┌──

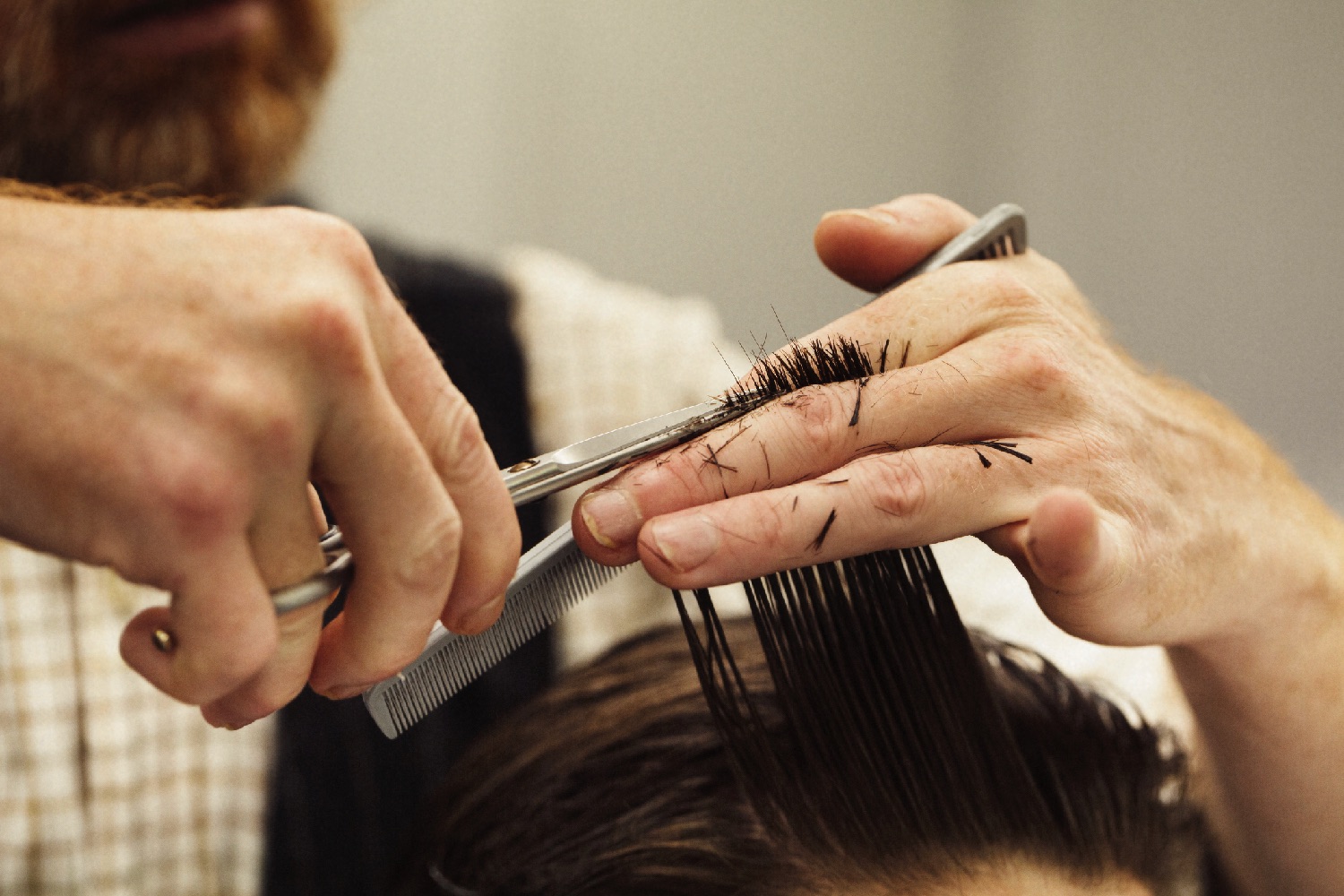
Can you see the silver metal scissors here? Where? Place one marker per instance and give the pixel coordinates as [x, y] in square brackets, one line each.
[1003, 231]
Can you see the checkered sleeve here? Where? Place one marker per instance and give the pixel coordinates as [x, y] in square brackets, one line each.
[108, 785]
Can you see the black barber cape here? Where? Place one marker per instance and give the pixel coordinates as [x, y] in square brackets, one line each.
[343, 798]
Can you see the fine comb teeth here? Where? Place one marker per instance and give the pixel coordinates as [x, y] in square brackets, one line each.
[556, 575]
[551, 578]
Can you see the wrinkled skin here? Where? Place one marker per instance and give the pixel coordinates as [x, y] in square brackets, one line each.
[172, 381]
[1148, 514]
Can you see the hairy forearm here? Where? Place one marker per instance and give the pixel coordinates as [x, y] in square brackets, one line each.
[1269, 700]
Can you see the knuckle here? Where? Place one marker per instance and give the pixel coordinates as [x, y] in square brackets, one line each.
[817, 417]
[427, 565]
[254, 416]
[460, 443]
[1039, 367]
[199, 495]
[331, 330]
[898, 485]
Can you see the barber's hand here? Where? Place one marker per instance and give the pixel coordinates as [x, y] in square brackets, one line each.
[172, 381]
[1144, 514]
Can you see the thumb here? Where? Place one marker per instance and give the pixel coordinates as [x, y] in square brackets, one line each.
[1075, 560]
[870, 247]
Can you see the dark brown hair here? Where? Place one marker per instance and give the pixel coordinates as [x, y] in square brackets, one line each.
[852, 735]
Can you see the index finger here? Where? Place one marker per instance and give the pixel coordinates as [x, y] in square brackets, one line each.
[870, 247]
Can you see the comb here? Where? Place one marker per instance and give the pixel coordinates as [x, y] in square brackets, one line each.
[556, 575]
[551, 578]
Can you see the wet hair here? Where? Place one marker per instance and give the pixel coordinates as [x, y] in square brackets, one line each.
[851, 735]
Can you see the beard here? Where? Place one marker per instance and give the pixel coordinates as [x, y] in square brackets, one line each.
[222, 123]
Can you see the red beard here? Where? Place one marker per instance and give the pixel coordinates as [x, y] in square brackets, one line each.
[222, 121]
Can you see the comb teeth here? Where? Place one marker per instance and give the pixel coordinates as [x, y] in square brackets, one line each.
[551, 578]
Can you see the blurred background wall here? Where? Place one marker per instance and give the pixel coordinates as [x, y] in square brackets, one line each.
[1183, 161]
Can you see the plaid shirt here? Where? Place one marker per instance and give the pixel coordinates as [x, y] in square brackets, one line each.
[109, 786]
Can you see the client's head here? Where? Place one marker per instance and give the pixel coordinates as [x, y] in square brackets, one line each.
[854, 739]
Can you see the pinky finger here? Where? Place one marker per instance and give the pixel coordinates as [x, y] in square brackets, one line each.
[890, 500]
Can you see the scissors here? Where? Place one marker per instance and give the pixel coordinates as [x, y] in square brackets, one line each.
[1003, 231]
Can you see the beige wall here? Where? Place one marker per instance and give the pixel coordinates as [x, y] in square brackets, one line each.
[1182, 160]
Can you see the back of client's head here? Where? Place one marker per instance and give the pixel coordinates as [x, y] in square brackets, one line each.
[852, 739]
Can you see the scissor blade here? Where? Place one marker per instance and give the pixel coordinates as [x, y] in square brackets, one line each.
[548, 473]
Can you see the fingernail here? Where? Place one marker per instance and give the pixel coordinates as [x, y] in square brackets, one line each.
[685, 543]
[478, 619]
[876, 215]
[346, 692]
[610, 516]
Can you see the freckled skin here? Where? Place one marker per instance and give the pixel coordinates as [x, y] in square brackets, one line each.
[1148, 513]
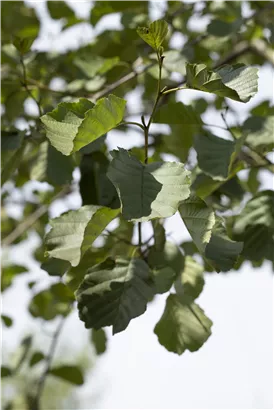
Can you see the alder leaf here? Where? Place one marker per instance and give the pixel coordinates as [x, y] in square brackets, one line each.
[183, 325]
[72, 126]
[155, 34]
[238, 82]
[209, 234]
[74, 232]
[113, 293]
[148, 191]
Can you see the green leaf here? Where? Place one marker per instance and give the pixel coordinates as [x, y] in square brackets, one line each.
[72, 126]
[71, 374]
[36, 358]
[52, 166]
[55, 267]
[106, 114]
[214, 155]
[255, 226]
[24, 349]
[5, 371]
[76, 274]
[51, 302]
[99, 340]
[260, 133]
[237, 82]
[62, 124]
[23, 45]
[8, 273]
[11, 165]
[148, 191]
[163, 279]
[184, 122]
[74, 232]
[113, 293]
[159, 235]
[155, 34]
[183, 325]
[209, 234]
[169, 256]
[10, 140]
[178, 113]
[7, 320]
[191, 281]
[95, 187]
[91, 65]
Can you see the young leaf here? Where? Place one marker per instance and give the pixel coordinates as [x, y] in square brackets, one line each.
[237, 82]
[74, 232]
[191, 280]
[36, 358]
[148, 191]
[55, 267]
[72, 126]
[260, 133]
[209, 234]
[163, 279]
[5, 372]
[99, 340]
[113, 293]
[183, 326]
[214, 155]
[170, 256]
[51, 302]
[7, 320]
[71, 374]
[155, 34]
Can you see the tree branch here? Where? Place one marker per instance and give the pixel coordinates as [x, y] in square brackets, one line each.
[28, 222]
[41, 382]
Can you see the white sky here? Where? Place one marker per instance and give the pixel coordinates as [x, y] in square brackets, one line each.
[233, 370]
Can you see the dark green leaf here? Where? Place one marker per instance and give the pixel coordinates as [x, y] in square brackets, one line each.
[183, 325]
[255, 226]
[170, 256]
[209, 234]
[7, 320]
[55, 267]
[5, 371]
[191, 281]
[148, 191]
[237, 82]
[72, 126]
[113, 293]
[214, 155]
[99, 340]
[8, 273]
[95, 187]
[155, 34]
[71, 374]
[23, 45]
[260, 133]
[51, 302]
[36, 358]
[74, 232]
[163, 279]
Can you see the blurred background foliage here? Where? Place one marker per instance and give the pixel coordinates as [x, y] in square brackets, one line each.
[35, 176]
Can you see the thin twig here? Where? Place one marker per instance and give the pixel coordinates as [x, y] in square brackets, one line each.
[28, 222]
[25, 84]
[41, 382]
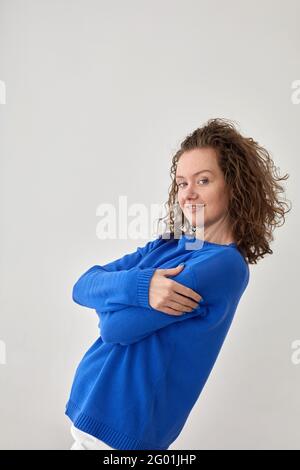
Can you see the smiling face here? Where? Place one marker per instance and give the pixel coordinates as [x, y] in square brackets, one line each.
[201, 181]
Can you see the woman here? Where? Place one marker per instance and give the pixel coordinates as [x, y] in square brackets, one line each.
[163, 324]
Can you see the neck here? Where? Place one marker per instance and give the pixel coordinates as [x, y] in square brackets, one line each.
[218, 232]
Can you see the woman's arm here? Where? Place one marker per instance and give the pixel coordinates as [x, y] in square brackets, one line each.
[219, 279]
[117, 284]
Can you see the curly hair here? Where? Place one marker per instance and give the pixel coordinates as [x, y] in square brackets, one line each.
[255, 207]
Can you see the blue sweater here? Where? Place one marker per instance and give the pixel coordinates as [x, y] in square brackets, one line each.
[137, 384]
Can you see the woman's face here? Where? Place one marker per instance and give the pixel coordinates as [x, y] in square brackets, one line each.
[201, 181]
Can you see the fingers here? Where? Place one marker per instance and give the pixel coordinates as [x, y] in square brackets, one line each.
[179, 307]
[183, 290]
[170, 311]
[184, 301]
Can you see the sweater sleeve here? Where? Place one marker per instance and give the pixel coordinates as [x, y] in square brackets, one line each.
[219, 279]
[117, 284]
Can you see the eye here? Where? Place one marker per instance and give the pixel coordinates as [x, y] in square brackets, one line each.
[205, 180]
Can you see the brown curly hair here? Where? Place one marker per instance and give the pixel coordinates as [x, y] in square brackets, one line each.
[255, 206]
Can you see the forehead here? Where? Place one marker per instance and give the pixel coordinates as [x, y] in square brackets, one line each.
[196, 160]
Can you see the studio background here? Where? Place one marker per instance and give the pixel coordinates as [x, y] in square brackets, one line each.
[99, 95]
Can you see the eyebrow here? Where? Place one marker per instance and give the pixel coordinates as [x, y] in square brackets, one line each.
[177, 176]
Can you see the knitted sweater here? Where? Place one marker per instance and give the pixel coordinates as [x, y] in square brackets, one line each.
[138, 382]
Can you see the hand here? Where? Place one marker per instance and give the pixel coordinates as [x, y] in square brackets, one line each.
[170, 296]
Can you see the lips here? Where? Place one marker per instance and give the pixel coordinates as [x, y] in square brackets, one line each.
[194, 207]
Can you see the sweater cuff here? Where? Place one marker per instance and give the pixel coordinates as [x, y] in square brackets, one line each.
[143, 283]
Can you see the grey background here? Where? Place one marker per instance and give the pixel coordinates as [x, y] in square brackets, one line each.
[99, 96]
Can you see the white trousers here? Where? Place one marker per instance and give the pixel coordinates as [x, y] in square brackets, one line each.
[84, 441]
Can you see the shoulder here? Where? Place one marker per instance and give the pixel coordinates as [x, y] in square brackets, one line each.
[223, 269]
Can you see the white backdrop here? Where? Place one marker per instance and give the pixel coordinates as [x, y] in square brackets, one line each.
[99, 95]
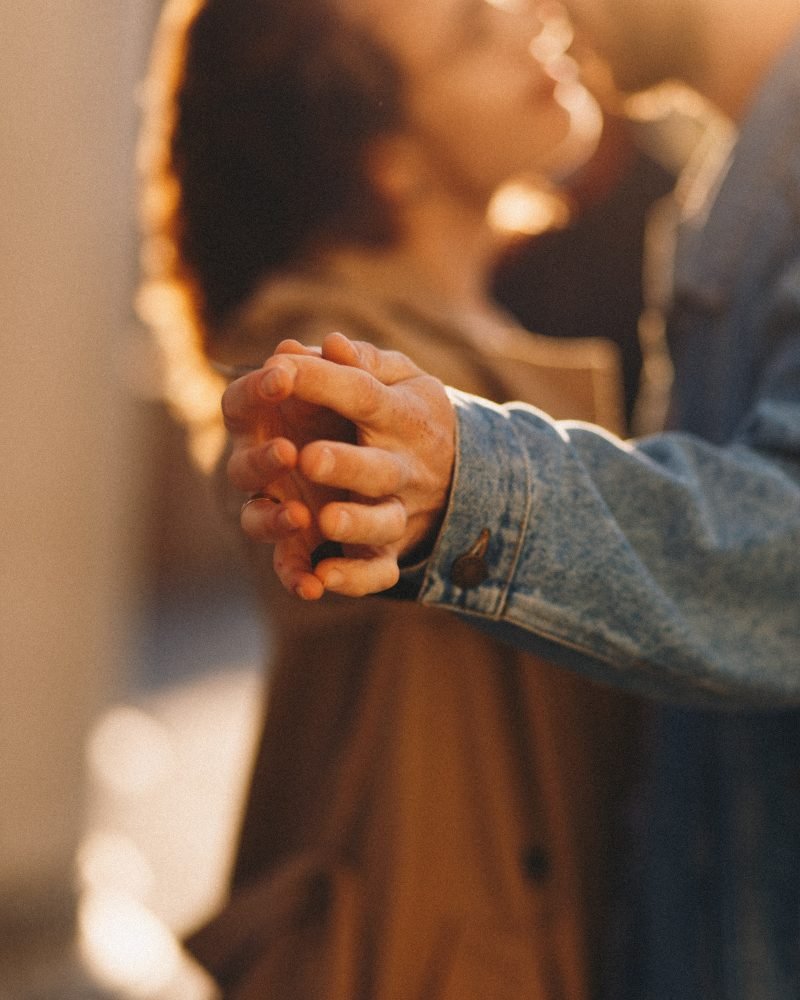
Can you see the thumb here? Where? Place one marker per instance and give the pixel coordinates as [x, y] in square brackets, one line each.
[388, 367]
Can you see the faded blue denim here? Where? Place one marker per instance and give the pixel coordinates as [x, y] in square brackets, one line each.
[671, 566]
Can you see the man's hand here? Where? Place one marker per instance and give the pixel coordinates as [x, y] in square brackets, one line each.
[373, 439]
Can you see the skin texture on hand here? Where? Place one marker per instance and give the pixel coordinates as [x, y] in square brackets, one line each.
[356, 445]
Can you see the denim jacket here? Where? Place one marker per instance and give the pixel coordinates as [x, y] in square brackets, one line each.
[671, 566]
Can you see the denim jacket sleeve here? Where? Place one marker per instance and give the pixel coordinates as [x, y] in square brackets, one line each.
[669, 566]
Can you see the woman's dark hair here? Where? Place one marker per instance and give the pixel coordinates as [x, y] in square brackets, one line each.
[274, 102]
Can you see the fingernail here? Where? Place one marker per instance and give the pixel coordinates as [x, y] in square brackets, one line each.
[286, 520]
[271, 382]
[325, 462]
[333, 578]
[343, 523]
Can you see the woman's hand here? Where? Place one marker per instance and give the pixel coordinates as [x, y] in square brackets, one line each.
[357, 444]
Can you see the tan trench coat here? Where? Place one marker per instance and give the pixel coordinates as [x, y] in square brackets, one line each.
[432, 815]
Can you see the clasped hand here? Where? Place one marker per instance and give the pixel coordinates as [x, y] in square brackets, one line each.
[345, 444]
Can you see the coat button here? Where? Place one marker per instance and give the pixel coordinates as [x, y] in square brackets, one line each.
[470, 569]
[536, 864]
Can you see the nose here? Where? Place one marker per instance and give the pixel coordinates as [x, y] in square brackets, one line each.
[554, 35]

└──

The request: Print the part of the listing that opens with the line containing "Can you see the dark brown" and closes with the line containing "[1183, 161]", both lines included, reproducing each line character for character.

Exercise response:
Can you see the dark brown hair here? Where? Place one marker per instance and give the pixel coordinates as [x, y] in square brackets, one line each.
[852, 735]
Can you see the index finger here? Where? Place one marker per instance and give the pixel coordinates as [x, y] in square brackets, one line each.
[870, 247]
Can you see the comb here? Where? Place one marker per instance and give the pixel coordinates as [x, y] in square brackets, one line each.
[556, 575]
[551, 578]
Can you see the wet hair here? Where? Place one marker per instance and give the pixel coordinates as [x, y] in square brackets, one line each.
[851, 735]
Can you see the beard here? Where? Place one marker per instance and give the pixel coordinates as [x, y] in square brackets, one line each.
[222, 123]
Can you see the red beard here? Where? Place one marker per instance and give the pixel coordinates as [x, y] in square brackets, one line each.
[222, 121]
Can you see the comb teeth here? Where? Place one marker per instance and give the pixel coordinates as [x, y] in square brackets, one line each.
[551, 578]
Can you see the blurred background wall here? Where? Place one marker per instance and give the pixel coordinates as [x, y] in square brackets, one line each.
[1183, 161]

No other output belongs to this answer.